* Selected extract *

Coincidentally, I ran into a paper Reconstructing Visual Experiences from Brain Activity Evoked by Natural Movies which seems to claim to extract large amounts of information from the visual cortex via fMRI:
Although I don’t know the specifics because of the paywall.
As I said, I think taking information out of the brain would happen long before this scenario. But in the more futuristic case of an exocortex, there would still be a period where some parts of the brain can be emulated, but others can’t, and so a hybrid system would still be superior.
I noticed that you don’t have a green arrow pointing from BCI to WBE or AI in your diagram. It seems like if BCIs make people smarter, that should allow them to do WBE/AI research more effectively. Thoughts?
This is all going to change over time. (I don’t know how quickly, but there is already work on trans-cranial methods that is showing promise.) If we can’t get the bandwidth quickly enough, we can control infections, electrodes will get smaller and more adaptive.
Admittedly, therapy will come first. That also means that therapy will drive development of techniques that will also be helpful for enhancement. The boundary between the two is blurry, and therapies that shade into enhancement will definitely be developed before pure enhancement, and be easier to sell to end users. For example, for some people, treatment of ADHD spectrum disorders will definitely be therapeutic, while for others it be seen as attractive enhancements.
The visual pathway is impressive, but it’s very limited in the kinds of information it transmits. It’s a poor way of encoding bulk text, for instance. Even questions and answers can be sent far more densely with a much narrower channel. A tool like Google Now that tries to anticipate areas of interest and pre-fetch data before questions arise to consciousness could provide a valuable backchannel, and it wouldn’t need near the bandwidth, so ought to be doable with non-invasive trans-cranial techniques.

* Problem to work on *
Set down the part of the brain-computer interface discussion starting with "As I said, I" and going on through "and more adaptive.", word for word.

* Entries supplied *
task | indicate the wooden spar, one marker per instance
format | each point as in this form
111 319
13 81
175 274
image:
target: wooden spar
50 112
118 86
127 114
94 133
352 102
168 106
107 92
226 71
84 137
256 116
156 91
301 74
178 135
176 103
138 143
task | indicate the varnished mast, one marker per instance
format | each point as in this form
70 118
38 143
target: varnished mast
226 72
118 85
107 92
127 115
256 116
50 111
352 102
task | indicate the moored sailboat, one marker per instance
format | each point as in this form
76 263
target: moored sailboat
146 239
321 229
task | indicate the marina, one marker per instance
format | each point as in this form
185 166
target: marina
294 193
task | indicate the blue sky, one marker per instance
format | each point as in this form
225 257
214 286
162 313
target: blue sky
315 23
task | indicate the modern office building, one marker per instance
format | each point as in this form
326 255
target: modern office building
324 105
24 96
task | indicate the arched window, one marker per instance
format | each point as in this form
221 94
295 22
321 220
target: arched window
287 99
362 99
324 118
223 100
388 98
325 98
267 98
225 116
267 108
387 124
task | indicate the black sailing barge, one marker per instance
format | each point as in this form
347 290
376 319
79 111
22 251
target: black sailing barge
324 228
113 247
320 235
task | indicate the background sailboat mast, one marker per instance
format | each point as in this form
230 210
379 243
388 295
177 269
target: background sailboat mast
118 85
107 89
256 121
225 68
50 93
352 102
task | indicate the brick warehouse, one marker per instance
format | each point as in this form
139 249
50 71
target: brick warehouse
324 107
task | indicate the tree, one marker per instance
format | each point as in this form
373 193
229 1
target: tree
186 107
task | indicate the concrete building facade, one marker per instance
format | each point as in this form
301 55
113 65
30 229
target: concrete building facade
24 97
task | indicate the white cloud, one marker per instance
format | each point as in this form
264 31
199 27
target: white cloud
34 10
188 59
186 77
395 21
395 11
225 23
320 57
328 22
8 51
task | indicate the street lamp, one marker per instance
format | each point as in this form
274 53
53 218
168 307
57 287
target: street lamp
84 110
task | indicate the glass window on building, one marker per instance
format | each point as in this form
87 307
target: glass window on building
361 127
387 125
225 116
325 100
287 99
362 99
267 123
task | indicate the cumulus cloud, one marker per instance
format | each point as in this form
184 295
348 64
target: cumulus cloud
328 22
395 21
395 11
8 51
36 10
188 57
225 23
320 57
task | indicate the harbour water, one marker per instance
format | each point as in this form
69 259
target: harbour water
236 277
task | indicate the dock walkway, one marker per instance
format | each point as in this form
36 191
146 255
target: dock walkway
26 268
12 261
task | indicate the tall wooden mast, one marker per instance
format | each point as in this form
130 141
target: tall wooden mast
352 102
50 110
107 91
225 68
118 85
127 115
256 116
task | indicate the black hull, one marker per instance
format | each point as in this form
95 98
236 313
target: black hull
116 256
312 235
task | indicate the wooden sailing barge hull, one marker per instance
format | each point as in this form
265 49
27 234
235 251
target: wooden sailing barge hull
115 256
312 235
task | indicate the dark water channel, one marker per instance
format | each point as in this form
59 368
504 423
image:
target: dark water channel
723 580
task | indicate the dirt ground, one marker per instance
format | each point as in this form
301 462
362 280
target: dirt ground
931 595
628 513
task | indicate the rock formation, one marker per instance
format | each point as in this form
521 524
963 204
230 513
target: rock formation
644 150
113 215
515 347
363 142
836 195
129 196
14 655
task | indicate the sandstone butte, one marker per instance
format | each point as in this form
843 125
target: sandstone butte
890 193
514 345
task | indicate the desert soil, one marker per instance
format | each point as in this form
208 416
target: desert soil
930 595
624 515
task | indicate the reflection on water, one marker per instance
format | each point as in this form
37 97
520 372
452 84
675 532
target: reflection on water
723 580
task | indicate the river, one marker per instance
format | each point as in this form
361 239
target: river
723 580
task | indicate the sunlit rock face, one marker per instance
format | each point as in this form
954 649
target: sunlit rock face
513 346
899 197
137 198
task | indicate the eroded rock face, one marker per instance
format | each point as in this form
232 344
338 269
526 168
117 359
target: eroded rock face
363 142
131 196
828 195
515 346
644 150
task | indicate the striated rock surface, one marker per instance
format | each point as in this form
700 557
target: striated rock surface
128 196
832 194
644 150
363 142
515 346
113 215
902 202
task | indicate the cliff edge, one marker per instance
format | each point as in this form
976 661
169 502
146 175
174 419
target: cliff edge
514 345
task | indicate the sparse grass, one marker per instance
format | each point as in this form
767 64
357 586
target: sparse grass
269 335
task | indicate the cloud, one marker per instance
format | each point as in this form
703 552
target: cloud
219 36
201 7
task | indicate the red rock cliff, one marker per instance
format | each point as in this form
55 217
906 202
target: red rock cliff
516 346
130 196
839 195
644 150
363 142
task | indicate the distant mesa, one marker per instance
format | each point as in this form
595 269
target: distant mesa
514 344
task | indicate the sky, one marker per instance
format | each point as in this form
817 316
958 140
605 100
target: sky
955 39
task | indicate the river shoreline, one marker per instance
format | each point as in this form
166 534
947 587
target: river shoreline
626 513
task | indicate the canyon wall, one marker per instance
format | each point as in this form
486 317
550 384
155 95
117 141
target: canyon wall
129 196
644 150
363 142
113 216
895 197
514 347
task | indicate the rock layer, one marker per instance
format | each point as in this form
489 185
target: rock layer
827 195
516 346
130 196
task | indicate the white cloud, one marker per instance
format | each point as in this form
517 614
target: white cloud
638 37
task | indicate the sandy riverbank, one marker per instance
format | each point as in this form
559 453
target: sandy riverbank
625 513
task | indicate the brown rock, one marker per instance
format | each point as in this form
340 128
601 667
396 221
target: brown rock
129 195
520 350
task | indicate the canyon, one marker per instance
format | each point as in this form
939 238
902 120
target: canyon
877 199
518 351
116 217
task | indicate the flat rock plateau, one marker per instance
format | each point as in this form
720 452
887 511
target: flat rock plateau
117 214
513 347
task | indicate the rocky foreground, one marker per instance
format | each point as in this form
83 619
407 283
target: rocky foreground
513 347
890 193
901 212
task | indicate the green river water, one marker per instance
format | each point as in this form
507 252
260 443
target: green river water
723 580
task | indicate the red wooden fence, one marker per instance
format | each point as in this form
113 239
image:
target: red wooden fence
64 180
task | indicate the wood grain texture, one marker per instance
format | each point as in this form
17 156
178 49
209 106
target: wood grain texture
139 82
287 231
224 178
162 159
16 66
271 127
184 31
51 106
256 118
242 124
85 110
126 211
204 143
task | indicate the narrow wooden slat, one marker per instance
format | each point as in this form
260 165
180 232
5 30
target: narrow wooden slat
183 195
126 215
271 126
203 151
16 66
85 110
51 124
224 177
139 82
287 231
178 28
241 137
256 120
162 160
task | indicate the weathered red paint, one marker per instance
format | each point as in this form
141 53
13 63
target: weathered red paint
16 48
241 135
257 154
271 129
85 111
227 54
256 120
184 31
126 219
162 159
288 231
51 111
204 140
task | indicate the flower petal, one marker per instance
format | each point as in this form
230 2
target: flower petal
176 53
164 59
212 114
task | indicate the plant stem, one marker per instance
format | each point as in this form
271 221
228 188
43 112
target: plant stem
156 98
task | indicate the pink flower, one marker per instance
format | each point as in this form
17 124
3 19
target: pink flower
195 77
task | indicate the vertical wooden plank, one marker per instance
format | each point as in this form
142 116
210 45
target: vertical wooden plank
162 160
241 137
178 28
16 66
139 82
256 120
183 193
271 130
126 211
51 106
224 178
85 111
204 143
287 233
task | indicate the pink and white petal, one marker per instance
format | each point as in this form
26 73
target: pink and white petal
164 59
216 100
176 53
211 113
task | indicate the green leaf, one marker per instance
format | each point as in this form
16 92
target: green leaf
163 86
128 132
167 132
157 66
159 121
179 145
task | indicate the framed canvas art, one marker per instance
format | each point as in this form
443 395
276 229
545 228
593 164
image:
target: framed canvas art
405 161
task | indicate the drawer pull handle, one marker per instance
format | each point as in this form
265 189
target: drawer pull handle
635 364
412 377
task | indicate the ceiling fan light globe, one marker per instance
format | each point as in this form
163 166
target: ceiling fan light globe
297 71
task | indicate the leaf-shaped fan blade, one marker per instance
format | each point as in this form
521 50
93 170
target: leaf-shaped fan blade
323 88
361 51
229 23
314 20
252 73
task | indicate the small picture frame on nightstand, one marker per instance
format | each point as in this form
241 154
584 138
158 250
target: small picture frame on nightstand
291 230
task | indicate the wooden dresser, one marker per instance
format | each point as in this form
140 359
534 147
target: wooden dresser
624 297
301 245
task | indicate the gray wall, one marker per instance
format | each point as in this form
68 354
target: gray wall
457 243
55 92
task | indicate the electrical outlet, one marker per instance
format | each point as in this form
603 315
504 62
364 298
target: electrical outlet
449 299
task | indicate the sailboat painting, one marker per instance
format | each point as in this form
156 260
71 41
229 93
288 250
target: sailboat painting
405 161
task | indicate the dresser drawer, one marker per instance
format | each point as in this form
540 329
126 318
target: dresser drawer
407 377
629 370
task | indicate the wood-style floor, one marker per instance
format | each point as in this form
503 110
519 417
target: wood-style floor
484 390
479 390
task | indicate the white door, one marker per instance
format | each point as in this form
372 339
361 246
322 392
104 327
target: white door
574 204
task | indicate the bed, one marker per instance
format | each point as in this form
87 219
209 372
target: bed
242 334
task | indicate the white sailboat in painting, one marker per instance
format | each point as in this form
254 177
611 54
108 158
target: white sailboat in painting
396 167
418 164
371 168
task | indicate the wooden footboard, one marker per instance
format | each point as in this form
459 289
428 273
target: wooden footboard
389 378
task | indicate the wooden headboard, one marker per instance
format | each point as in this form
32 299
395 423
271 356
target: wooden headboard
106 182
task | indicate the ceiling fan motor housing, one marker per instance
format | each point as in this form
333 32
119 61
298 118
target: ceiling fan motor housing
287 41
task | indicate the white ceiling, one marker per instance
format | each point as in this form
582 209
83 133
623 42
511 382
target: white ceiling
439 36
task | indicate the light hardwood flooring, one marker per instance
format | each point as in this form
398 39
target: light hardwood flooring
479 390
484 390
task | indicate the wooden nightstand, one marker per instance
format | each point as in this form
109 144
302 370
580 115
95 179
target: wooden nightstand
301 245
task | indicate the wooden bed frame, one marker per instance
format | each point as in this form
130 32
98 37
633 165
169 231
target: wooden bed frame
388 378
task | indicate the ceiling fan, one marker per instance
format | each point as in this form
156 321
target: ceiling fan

* Answer for the task *
As I said, I think taking information out of the brain would happen long before this scenario. But in the more futuristic case of an exocortex, there would still be a period where some parts of the brain can be emulated, but others can’t, and so a hybrid system would still be superior.
I noticed that you don’t have a green arrow pointing from BCI to WBE or AI in your diagram. It seems like if BCIs make people smarter, that should allow them to do WBE/AI research more effectively. Thoughts?
This is all going to change over time. (I don’t know how quickly, but there is already work on trans-cranial methods that is showing promise.) If we can’t get the bandwidth quickly enough, we can control infections, electrodes will get smaller and more adaptive.